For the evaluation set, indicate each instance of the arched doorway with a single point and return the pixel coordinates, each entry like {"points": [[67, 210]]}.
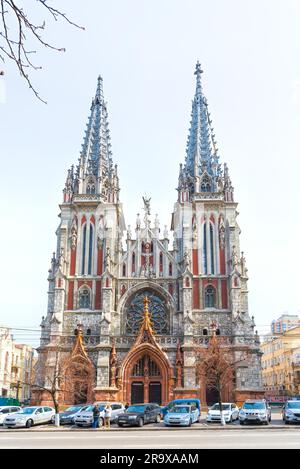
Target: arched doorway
{"points": [[212, 396], [145, 381], [78, 383]]}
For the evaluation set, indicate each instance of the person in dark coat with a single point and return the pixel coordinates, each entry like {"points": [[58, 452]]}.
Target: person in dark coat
{"points": [[96, 414]]}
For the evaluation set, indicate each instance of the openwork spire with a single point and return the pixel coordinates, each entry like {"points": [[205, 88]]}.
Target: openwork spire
{"points": [[95, 173], [96, 148], [201, 172]]}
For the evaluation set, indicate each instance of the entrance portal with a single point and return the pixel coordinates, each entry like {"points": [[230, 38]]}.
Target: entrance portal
{"points": [[155, 392], [212, 396], [137, 392], [146, 381]]}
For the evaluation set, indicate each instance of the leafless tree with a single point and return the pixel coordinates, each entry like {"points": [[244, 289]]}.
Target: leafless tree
{"points": [[17, 30], [63, 379]]}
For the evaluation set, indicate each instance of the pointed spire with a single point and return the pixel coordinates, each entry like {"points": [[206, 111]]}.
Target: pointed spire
{"points": [[95, 167], [202, 160]]}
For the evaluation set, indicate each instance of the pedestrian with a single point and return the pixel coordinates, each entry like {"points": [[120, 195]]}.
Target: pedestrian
{"points": [[96, 413], [107, 415]]}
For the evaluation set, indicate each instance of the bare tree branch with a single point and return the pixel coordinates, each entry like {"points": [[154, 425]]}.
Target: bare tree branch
{"points": [[13, 45]]}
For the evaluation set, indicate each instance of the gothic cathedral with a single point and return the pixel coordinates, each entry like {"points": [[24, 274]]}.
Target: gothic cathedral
{"points": [[128, 311]]}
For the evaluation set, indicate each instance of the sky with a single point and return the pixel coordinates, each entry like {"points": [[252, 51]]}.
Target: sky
{"points": [[146, 52]]}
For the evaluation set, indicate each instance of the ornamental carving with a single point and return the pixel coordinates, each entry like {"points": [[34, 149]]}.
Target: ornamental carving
{"points": [[157, 308]]}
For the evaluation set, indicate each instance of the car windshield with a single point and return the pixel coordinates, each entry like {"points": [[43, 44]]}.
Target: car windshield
{"points": [[136, 408], [293, 405], [90, 408], [253, 405], [27, 410], [73, 408], [224, 407], [181, 410]]}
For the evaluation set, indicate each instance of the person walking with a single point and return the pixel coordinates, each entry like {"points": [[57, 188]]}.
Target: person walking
{"points": [[107, 415], [96, 413]]}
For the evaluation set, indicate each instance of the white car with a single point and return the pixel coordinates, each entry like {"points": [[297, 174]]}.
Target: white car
{"points": [[230, 412], [85, 417], [182, 415], [29, 416], [7, 410]]}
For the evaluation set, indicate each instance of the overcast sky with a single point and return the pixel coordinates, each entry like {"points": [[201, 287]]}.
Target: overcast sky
{"points": [[146, 53]]}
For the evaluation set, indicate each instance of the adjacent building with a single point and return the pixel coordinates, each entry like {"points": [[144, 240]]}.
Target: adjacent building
{"points": [[281, 364], [16, 363], [102, 272], [284, 323]]}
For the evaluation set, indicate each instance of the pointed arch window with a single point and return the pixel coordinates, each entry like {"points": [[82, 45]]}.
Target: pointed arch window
{"points": [[85, 298], [211, 240], [161, 261], [210, 297], [90, 249], [204, 250], [83, 249]]}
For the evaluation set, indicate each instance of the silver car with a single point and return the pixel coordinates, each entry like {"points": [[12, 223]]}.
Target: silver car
{"points": [[7, 410], [291, 412], [29, 416], [85, 417], [255, 411]]}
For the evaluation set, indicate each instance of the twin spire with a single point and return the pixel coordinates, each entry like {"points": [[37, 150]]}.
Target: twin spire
{"points": [[95, 173], [201, 173]]}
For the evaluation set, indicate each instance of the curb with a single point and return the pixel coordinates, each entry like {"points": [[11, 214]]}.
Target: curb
{"points": [[154, 429]]}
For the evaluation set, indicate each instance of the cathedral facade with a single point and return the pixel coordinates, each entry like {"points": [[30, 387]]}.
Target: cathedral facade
{"points": [[133, 307]]}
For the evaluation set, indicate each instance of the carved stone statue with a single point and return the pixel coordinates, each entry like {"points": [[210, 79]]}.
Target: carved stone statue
{"points": [[138, 222], [100, 232]]}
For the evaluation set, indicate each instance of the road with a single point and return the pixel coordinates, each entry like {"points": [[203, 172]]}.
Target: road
{"points": [[183, 439]]}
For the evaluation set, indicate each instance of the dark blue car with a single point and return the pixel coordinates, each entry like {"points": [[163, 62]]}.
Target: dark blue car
{"points": [[192, 402]]}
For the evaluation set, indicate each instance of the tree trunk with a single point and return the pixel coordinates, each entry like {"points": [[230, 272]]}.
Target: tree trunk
{"points": [[221, 408]]}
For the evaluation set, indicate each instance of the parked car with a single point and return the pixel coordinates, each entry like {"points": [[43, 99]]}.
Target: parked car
{"points": [[5, 411], [257, 411], [138, 414], [291, 412], [230, 412], [84, 418], [182, 415], [191, 402], [29, 416], [68, 415]]}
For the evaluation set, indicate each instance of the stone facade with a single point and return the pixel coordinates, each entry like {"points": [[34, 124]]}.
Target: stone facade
{"points": [[102, 271]]}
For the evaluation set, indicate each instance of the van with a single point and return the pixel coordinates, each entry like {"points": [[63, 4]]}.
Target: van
{"points": [[192, 402]]}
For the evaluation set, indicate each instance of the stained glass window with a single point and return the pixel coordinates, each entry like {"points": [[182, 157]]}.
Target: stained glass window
{"points": [[84, 298], [157, 309], [210, 297]]}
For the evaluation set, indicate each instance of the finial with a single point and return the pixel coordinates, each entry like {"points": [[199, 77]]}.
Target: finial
{"points": [[99, 90], [198, 72]]}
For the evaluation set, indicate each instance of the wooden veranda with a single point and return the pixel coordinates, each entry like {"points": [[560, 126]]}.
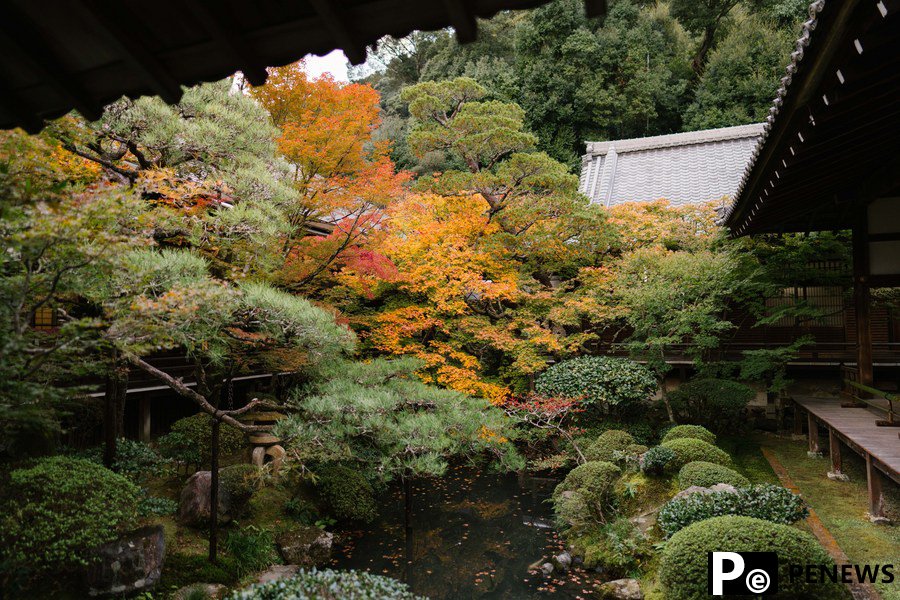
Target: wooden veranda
{"points": [[853, 427]]}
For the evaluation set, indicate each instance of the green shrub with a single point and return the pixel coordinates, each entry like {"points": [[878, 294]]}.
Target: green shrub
{"points": [[657, 460], [346, 493], [716, 403], [600, 380], [55, 510], [189, 441], [238, 483], [618, 549], [766, 502], [609, 446], [328, 585], [691, 450], [135, 460], [184, 569], [149, 506], [690, 431], [252, 548], [683, 568], [586, 497], [707, 474]]}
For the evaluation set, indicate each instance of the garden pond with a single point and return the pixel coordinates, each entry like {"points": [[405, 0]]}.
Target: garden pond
{"points": [[474, 534]]}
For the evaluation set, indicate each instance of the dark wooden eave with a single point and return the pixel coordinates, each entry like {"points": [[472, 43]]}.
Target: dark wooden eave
{"points": [[59, 55], [833, 133]]}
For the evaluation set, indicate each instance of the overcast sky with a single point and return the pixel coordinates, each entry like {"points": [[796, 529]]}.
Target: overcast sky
{"points": [[334, 63]]}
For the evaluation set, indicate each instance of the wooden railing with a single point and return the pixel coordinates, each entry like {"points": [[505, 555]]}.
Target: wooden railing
{"points": [[868, 395]]}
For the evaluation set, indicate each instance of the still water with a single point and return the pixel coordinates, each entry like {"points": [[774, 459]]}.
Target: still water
{"points": [[474, 535]]}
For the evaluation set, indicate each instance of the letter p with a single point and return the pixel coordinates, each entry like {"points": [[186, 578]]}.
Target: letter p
{"points": [[719, 575]]}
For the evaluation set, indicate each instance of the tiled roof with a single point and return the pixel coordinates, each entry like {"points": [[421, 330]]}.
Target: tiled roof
{"points": [[683, 168]]}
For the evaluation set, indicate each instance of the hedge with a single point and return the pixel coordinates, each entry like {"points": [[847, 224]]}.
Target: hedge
{"points": [[696, 432], [601, 380], [328, 585], [768, 502], [707, 474], [683, 568], [691, 450]]}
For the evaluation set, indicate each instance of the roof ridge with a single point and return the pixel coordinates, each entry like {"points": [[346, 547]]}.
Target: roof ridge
{"points": [[703, 136]]}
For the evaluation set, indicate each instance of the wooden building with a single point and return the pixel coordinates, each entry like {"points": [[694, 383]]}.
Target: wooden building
{"points": [[829, 160]]}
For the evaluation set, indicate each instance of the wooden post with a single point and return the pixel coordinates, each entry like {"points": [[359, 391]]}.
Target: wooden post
{"points": [[214, 493], [862, 298], [813, 434], [798, 419], [145, 422], [876, 494], [109, 422], [834, 449]]}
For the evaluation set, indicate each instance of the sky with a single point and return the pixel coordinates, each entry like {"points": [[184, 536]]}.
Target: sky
{"points": [[335, 63]]}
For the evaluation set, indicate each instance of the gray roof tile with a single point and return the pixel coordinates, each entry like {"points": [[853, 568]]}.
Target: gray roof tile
{"points": [[684, 168]]}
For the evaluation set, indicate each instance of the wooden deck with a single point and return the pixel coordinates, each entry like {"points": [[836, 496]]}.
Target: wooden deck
{"points": [[856, 429]]}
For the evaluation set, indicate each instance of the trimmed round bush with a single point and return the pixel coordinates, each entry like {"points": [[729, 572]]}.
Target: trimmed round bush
{"points": [[609, 446], [657, 459], [707, 474], [586, 497], [696, 432], [55, 510], [328, 585], [347, 495], [768, 502], [600, 380], [691, 450], [190, 440], [239, 482], [716, 403], [683, 568]]}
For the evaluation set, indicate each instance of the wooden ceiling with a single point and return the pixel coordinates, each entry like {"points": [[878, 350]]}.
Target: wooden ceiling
{"points": [[56, 55], [832, 140]]}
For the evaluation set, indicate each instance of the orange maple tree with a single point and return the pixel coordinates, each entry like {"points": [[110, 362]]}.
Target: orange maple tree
{"points": [[344, 179]]}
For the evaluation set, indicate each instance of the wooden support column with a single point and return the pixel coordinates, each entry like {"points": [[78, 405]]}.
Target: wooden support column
{"points": [[144, 416], [813, 433], [834, 449], [798, 419], [876, 494], [862, 298]]}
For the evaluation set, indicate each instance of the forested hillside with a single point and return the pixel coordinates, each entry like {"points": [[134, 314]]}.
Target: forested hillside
{"points": [[647, 68]]}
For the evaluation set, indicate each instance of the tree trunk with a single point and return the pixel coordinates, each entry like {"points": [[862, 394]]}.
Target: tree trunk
{"points": [[665, 396], [407, 523], [109, 422], [214, 492]]}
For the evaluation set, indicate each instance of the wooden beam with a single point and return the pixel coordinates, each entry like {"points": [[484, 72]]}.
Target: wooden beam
{"points": [[862, 297], [834, 449], [337, 26], [35, 50], [137, 54], [230, 40], [462, 20]]}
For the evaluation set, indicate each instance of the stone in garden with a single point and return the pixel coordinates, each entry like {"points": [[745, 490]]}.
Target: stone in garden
{"points": [[128, 565], [620, 589], [211, 591], [696, 489], [193, 505], [562, 562], [305, 546], [276, 572]]}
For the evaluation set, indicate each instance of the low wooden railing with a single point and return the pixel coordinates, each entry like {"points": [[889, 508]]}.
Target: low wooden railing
{"points": [[867, 395]]}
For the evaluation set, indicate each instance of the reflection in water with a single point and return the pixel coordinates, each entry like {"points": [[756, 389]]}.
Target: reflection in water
{"points": [[474, 535]]}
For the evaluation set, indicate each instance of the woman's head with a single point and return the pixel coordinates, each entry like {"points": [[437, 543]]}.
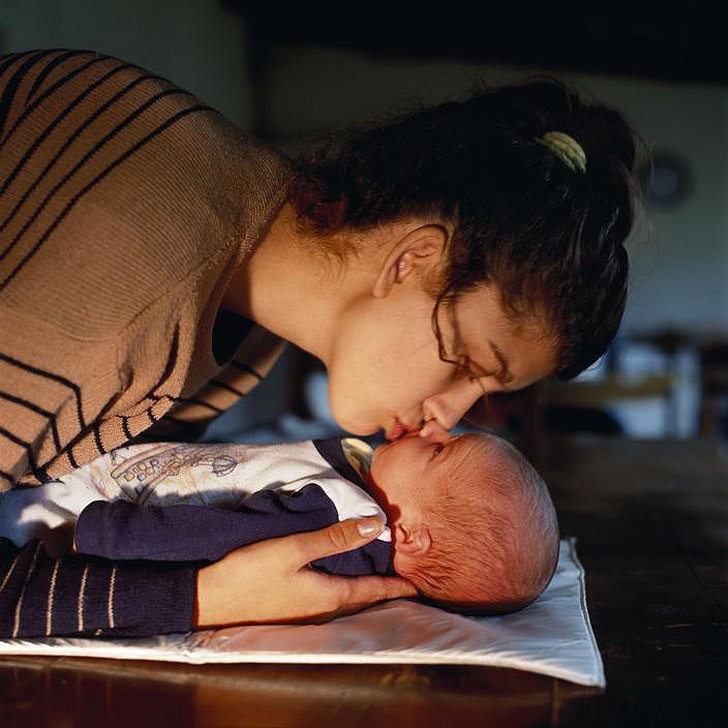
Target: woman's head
{"points": [[547, 236]]}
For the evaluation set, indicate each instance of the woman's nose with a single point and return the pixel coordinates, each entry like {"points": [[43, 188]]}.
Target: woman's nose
{"points": [[448, 407]]}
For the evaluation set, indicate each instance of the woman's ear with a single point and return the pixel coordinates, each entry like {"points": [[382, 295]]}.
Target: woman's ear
{"points": [[418, 252], [412, 540]]}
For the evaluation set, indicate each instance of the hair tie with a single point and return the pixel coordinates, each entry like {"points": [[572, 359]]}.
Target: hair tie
{"points": [[566, 148]]}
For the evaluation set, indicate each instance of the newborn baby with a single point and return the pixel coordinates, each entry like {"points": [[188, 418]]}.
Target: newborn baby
{"points": [[470, 522]]}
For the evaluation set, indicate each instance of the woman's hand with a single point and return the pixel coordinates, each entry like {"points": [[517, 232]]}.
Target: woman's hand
{"points": [[271, 582]]}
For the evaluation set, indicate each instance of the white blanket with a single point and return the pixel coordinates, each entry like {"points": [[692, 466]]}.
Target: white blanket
{"points": [[552, 636]]}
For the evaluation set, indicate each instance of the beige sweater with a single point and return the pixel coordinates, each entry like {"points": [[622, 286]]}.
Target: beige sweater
{"points": [[125, 206]]}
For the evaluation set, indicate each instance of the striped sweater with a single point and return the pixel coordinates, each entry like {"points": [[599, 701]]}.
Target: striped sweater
{"points": [[126, 204]]}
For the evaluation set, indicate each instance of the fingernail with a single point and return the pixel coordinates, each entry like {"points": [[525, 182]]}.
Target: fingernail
{"points": [[370, 527]]}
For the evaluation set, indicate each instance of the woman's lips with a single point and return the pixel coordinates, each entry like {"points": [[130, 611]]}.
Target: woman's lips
{"points": [[396, 431]]}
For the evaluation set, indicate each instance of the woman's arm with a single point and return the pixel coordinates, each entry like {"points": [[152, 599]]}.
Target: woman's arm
{"points": [[42, 596], [271, 581], [265, 582]]}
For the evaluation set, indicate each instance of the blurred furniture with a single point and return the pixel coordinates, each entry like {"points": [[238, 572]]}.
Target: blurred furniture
{"points": [[714, 389], [651, 523]]}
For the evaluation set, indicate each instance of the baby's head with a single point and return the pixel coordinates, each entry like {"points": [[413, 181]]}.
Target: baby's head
{"points": [[473, 525]]}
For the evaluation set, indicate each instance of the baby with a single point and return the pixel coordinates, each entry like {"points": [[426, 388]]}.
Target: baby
{"points": [[470, 522]]}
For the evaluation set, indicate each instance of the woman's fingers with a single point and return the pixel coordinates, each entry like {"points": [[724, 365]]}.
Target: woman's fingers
{"points": [[335, 539], [271, 581]]}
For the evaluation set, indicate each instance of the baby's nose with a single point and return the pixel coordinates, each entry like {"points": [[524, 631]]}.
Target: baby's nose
{"points": [[435, 432]]}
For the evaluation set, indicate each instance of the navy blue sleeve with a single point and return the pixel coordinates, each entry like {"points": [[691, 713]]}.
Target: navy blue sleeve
{"points": [[121, 530], [42, 596]]}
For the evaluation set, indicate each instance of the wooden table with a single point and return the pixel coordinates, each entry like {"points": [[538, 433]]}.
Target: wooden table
{"points": [[651, 519]]}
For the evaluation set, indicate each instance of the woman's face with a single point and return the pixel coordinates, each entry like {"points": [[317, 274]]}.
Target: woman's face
{"points": [[385, 371]]}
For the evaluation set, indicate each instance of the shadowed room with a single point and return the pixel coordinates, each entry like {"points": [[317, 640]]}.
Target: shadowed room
{"points": [[634, 450]]}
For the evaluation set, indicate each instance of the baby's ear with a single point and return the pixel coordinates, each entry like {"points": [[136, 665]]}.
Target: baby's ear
{"points": [[412, 540]]}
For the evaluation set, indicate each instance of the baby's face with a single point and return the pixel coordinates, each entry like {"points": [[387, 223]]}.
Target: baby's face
{"points": [[414, 469]]}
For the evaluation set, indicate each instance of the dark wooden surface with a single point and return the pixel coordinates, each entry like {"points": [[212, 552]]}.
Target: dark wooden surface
{"points": [[651, 522]]}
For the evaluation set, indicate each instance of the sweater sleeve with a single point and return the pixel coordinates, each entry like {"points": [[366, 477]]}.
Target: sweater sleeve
{"points": [[41, 596], [123, 530]]}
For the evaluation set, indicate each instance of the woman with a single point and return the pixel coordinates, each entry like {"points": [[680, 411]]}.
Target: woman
{"points": [[154, 258]]}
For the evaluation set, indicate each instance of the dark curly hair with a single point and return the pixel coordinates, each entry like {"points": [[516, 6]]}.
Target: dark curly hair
────────────────
= AIM =
Keep only the lines from the one containing "For the evaluation set, indicate each instance of the shadowed" to the end of the entries, and repeat them exactly.

= THE SOLUTION =
For the evaluation set, indicate each instance of the shadowed room with a single point and return the pixel coordinates, each entry like {"points": [[317, 640]]}.
Target: shadowed room
{"points": [[634, 450]]}
For the evaluation set, indicate each instance of the baby's ear with a single point and return the pixel coordinates, each entry like {"points": [[136, 665]]}.
Target: baby's ear
{"points": [[412, 540]]}
For the evaluation set, indicate each instance of the baby's face with a single point and return the pixel coordinates, each entry like {"points": [[387, 223]]}.
Target: baby's face
{"points": [[414, 469]]}
For the evaluation set, indicate each instance of the dark wooden surface with a single point and return the pixel coordinates, each entry like {"points": [[212, 552]]}.
Target: dark wooden surface
{"points": [[651, 522]]}
For the evaluation set, indicate each instance of the sweater sleeve with a single point and return the pixel coordinates, each entry like {"points": [[366, 477]]}.
Target: sweater sleeve
{"points": [[41, 596], [123, 530]]}
For the evaluation set, indicate each instance of the woman with a single point and return the pixel coordinates, each entry like {"points": [[680, 411]]}.
Target: woman
{"points": [[154, 258]]}
For the evaluation set, indicate each instance of the dark curly hair with a single point and return the pixel coordinates, each entry like {"points": [[516, 6]]}.
Target: dark curly hair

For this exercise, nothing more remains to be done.